• **EXERCISE GOAL**: Rewrite the records below, putting "occurrence" in place of every "instance" and changing nothing else.

• **DATA TO USE**:
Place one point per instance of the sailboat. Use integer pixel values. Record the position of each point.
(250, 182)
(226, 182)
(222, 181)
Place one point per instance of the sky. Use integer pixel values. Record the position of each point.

• **ANSWER TO THIS EXERCISE**:
Place one point per occurrence of the sailboat. Use integer pixel values. Record the position of each point.
(250, 182)
(226, 182)
(222, 181)
Place one point per occurrence of the sky. Use integer pixel values. Record the position of each point.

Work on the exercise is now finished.